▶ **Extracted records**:

━━━━━━━━━━━━━━━━━━━━

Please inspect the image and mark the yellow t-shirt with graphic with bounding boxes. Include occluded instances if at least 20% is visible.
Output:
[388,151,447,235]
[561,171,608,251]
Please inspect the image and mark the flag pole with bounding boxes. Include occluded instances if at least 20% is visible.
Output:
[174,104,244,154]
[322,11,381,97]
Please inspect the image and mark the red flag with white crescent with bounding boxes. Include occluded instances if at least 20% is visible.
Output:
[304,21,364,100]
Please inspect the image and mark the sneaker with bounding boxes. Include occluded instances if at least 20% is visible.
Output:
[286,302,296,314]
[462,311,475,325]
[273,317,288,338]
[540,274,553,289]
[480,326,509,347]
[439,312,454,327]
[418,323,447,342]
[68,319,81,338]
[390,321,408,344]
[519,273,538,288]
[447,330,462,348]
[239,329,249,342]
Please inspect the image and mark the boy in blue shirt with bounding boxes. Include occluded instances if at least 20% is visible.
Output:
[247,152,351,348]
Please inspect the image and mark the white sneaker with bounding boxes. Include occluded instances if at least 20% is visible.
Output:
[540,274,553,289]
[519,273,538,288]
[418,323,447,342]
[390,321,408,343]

━━━━━━━━━━━━━━━━━━━━

▶ **Stated problem**: Reproduce the material above line for line, without changing a single character.

▶ **The result**:
Please inspect the image and mark the yellow t-shirt with graphic with bounding boxes. Include occluded instances if at least 20% is visible.
Output:
[388,151,447,235]
[561,171,608,251]
Please inspect the image and mark the flag pole with bounding boxes. Include occluded instances if at least 20% is visible.
Output:
[174,104,244,154]
[322,11,381,97]
Please inspect the image and mark the red flag with white crescent with bounding boxes. Include occluded instances if at least 20% is visible.
Output:
[304,21,364,100]
Please inspect the image and mark the sneaker with bounding boxes. Include occluded instances if at least 20% is visible.
Output:
[286,302,296,314]
[462,311,475,325]
[273,317,288,338]
[540,274,553,289]
[480,326,509,347]
[439,312,454,327]
[418,323,447,342]
[68,319,81,338]
[390,321,408,344]
[519,273,538,288]
[447,330,462,348]
[239,329,249,342]
Please inspect the image and mark the boy in blue shirt with bounding boxes. Include occluded instances if at least 20% is visible.
Output:
[247,152,351,348]
Please inspect the image and mark the white sneaker with bounding boxes. Include occluded instances if at least 20% is visible.
Output:
[540,274,553,289]
[519,273,538,288]
[418,323,447,342]
[390,321,408,343]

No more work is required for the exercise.